Exercise data:

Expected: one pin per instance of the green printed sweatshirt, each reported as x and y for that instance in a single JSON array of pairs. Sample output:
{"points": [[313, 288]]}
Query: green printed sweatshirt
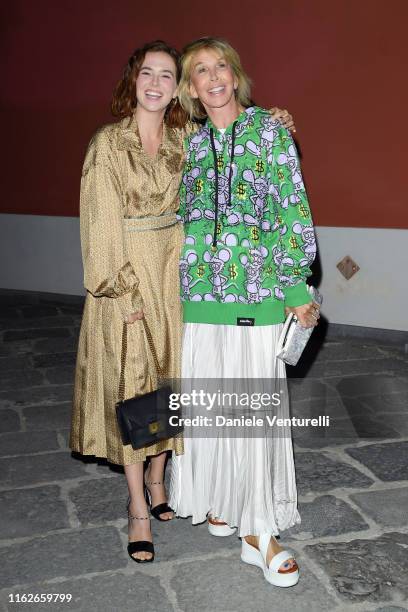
{"points": [[249, 238]]}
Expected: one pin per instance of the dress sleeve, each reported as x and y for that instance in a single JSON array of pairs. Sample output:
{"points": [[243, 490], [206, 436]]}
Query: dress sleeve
{"points": [[107, 269], [296, 247]]}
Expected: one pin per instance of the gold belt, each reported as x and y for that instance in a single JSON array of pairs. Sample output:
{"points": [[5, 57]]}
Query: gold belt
{"points": [[142, 224]]}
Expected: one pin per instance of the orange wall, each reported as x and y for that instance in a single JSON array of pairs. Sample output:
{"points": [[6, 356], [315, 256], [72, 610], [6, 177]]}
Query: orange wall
{"points": [[338, 65]]}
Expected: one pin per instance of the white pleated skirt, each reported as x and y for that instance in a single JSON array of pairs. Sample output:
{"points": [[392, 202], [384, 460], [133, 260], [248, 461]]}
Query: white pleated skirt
{"points": [[247, 482]]}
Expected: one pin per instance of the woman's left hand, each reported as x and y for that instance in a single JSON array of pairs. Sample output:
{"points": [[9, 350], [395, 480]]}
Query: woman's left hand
{"points": [[284, 117], [308, 314]]}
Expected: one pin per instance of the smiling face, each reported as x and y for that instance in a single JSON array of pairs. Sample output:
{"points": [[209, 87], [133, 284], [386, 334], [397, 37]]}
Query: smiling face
{"points": [[212, 79], [156, 83]]}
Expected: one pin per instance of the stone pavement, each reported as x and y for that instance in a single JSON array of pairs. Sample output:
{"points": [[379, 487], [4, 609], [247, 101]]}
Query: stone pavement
{"points": [[63, 523]]}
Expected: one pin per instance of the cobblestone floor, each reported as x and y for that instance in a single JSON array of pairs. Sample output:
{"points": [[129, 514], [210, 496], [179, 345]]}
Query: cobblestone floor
{"points": [[63, 524]]}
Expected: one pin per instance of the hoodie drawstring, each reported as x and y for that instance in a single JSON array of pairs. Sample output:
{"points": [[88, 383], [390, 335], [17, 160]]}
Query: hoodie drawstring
{"points": [[214, 242]]}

Directions for this task: The records above are to be transcribed exactly, with every picture left out.

Exercise output:
Expected: one pin per instance of the green printed sweatshirt, each reported as x and y for that instance in a single JSON array of pairs. Sample output:
{"points": [[313, 288]]}
Query: green printed sweatshirt
{"points": [[249, 238]]}
Expected: one pin per instance of the dress sleeve, each reported as x and y for that instance in a single JSON array of pairs. Sample output:
{"points": [[243, 490], [206, 436]]}
Query: dress sleeve
{"points": [[107, 269], [296, 247]]}
Expected: one pin per instance of the gold belt, each reported as x and y for that instance in a single JSON array of pairs. Sample output:
{"points": [[5, 57]]}
Query: gold belt
{"points": [[142, 224]]}
Expected: one pin per instance of the orange wall, each reported as x and y for that instance in a single JSON array of pairs. Sample output:
{"points": [[6, 356], [315, 256], [72, 610], [6, 177]]}
Query: orange wall
{"points": [[338, 65]]}
Expected: one pin per instance of the white pleated skirt, each reported as x and y for that instance in a single JSON array of pairs. Sample output:
{"points": [[392, 202], [384, 460], [133, 260], [248, 461]]}
Query: white pleated skirt
{"points": [[247, 482]]}
Expected: one pin per instance of the woman's left hand, each reported as x and y for that instance in a single JSON array of pairs. Sample output:
{"points": [[9, 350], [395, 480]]}
Query: woman's left hand
{"points": [[284, 117], [308, 314]]}
Expected: one pin per instance of the smiling face, each reported as x and y for that instance in a single JSON array of pairs. Sample output:
{"points": [[209, 87], [133, 284], [386, 334], [397, 37]]}
Query: smiling face
{"points": [[212, 79], [156, 83]]}
Expected: one pin per instance of the stone pavement, each reported as x and y for that instance in a single JSON array of pairs. Sample output:
{"points": [[379, 487], [4, 609], [247, 101]]}
Query: stone pavement
{"points": [[63, 523]]}
Expected: one pin per instance of the cobblestone floor, each reported as x and y for that instance in a single JSON array of pairs. Sample output:
{"points": [[129, 514], [210, 496], [179, 345]]}
Query: cobblestone floor
{"points": [[63, 524]]}
Expected: one pin per instance of the hoodie drawstring, each reported as x and y for that instance in a single JSON array of pairs. Sample output:
{"points": [[88, 383], [390, 335], [17, 160]]}
Query: hoodie drawstring
{"points": [[214, 242]]}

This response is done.